Can you lay out the data as a numbered list, beginning at the line that contains "Please point out the ford lettering" and stopping after the last line of the data, with blank lines left out?

(Entries drawn from a collection)
┌──

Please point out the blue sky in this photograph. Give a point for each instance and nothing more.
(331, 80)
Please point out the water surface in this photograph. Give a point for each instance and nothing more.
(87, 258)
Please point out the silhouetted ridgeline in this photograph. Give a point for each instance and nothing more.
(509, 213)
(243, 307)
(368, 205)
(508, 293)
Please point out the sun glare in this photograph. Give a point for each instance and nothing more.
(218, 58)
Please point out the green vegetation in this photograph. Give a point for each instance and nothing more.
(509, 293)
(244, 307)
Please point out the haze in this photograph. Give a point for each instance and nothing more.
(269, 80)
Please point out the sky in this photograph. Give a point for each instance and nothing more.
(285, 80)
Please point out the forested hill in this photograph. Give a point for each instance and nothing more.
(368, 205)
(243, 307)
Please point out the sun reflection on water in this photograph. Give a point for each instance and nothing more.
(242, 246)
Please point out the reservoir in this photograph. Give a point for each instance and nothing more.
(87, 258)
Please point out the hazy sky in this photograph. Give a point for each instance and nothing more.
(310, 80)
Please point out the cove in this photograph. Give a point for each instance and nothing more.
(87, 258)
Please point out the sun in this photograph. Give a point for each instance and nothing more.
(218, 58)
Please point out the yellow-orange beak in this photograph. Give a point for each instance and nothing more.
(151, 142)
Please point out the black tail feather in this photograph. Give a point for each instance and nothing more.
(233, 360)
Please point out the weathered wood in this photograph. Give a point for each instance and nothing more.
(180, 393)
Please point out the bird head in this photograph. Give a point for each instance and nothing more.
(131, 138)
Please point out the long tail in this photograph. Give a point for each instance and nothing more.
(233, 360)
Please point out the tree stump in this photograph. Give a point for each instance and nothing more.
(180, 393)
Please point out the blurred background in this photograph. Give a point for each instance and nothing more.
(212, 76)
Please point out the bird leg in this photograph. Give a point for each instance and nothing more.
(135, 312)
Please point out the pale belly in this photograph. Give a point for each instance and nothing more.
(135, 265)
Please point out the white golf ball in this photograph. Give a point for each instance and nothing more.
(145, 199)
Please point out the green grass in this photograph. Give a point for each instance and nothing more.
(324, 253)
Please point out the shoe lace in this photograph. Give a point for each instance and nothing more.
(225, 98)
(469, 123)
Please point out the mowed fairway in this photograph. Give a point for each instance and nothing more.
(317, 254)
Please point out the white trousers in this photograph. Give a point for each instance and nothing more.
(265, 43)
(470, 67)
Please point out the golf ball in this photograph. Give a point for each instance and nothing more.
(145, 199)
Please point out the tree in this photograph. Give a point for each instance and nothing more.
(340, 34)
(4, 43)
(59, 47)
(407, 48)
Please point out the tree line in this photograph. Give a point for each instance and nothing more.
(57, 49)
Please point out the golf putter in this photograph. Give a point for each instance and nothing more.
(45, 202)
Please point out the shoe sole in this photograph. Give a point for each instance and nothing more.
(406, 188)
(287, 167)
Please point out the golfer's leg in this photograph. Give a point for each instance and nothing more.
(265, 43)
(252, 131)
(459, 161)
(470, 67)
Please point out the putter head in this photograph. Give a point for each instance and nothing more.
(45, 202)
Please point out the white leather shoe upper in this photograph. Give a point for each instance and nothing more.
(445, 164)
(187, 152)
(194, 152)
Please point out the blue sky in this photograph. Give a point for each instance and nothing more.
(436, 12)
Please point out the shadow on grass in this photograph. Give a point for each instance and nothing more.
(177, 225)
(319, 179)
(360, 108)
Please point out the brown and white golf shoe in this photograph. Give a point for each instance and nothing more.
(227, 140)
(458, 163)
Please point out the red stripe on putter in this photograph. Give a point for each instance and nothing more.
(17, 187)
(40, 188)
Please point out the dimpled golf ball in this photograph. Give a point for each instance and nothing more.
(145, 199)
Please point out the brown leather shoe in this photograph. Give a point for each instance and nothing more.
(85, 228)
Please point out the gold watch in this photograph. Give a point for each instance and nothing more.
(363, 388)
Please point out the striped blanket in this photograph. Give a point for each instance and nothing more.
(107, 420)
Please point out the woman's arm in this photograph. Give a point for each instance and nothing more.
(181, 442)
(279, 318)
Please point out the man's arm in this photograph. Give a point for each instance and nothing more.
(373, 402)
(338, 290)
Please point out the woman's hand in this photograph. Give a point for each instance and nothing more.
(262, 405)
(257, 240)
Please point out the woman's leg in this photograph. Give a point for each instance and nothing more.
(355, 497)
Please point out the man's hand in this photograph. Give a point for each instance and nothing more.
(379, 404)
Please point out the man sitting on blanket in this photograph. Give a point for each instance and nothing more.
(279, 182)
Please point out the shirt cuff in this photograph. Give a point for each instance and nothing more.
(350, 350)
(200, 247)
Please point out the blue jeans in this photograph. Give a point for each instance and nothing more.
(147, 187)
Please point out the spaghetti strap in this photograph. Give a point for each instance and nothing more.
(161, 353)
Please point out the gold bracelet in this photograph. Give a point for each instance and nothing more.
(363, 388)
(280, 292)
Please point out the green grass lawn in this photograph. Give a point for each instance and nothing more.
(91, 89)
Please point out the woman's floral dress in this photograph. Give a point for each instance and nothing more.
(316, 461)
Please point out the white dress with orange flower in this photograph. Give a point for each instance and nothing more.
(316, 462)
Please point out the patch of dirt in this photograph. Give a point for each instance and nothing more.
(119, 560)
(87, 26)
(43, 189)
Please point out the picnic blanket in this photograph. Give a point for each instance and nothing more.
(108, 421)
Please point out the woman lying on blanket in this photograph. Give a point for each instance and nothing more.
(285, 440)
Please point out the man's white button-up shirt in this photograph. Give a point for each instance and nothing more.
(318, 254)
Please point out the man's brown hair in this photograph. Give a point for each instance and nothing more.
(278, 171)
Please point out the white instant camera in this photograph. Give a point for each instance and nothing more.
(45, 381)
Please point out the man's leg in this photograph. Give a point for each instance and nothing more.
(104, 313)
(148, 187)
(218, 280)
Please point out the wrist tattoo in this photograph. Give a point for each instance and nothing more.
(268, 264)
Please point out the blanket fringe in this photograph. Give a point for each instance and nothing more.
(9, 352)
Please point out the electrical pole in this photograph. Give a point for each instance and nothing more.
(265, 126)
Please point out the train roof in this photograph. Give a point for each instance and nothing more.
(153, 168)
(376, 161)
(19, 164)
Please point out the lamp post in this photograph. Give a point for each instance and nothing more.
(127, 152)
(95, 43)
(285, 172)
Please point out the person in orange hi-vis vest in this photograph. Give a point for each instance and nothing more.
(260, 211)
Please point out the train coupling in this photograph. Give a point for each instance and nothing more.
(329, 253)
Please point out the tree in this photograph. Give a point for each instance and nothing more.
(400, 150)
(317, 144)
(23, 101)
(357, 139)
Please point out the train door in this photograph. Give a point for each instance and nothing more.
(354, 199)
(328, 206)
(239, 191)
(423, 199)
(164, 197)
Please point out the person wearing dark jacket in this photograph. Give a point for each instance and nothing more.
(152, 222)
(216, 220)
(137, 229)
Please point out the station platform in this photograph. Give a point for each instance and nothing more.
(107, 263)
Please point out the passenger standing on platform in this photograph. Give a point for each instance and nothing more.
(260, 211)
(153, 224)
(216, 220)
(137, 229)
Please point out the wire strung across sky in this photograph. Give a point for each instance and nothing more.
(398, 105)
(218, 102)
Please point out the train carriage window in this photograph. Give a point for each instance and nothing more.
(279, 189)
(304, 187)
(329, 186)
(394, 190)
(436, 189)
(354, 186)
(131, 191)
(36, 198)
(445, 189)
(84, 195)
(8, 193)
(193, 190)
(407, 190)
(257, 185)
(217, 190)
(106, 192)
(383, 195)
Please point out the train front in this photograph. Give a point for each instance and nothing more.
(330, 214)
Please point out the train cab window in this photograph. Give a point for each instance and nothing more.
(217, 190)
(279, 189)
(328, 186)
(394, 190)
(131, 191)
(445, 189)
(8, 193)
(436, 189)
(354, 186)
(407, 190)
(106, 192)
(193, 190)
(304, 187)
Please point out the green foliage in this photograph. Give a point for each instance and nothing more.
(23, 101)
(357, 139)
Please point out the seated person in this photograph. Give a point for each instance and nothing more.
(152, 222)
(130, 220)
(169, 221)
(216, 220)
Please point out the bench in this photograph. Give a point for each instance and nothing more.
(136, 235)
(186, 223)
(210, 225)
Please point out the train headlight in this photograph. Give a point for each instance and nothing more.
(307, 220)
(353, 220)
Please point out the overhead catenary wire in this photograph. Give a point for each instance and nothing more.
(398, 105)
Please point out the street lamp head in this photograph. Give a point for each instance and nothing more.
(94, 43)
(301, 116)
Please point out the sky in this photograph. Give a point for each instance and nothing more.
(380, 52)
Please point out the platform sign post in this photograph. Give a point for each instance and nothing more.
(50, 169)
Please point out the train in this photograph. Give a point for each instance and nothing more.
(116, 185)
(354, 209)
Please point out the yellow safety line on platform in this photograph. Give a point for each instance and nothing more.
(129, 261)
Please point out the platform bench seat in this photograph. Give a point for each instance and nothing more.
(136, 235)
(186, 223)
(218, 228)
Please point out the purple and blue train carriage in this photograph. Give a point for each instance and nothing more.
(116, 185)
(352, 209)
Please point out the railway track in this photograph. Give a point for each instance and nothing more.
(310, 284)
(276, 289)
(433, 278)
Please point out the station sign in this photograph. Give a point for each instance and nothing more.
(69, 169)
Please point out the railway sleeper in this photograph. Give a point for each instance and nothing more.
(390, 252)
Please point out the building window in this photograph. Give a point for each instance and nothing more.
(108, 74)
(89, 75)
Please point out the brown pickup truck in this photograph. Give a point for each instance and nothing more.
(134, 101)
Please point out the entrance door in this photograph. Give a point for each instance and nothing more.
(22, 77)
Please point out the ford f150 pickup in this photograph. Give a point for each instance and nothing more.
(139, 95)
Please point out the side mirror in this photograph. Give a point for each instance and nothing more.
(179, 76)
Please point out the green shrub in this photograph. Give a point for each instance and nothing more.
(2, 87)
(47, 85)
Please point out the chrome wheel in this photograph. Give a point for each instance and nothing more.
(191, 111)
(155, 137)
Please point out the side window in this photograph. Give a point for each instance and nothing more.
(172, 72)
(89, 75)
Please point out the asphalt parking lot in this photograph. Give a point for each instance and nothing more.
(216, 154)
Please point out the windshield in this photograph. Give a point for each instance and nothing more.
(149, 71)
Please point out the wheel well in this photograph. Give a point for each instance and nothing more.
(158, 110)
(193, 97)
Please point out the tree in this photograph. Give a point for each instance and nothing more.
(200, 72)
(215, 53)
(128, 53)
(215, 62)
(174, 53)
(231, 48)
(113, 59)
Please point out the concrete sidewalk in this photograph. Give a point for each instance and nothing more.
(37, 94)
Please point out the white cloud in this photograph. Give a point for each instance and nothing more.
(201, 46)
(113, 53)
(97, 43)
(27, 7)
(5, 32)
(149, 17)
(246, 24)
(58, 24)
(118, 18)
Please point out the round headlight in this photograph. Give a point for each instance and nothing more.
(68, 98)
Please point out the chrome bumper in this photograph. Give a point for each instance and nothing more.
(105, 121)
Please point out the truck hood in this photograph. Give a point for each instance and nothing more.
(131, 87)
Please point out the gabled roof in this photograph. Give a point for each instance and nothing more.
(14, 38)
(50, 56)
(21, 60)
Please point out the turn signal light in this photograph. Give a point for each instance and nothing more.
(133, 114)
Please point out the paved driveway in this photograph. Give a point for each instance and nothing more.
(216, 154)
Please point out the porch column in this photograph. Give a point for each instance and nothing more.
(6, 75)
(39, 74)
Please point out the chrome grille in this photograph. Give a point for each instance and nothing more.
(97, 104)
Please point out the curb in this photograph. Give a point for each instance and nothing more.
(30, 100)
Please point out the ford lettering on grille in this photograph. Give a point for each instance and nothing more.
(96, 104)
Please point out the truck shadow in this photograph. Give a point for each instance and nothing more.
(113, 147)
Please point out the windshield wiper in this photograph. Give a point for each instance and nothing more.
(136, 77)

└──

RESPONSE TO THE EXERCISE ::
1. Please point out the ford lettering on grille in this photograph. Give a point for each instance and nothing more.
2. (96, 104)
3. Please point out the truck shadow in this photograph. Give a point for each instance and nothing more.
4. (113, 147)
5. Please point out the windshield wiper in this photograph. Give a point for each instance and nothing more.
6. (136, 77)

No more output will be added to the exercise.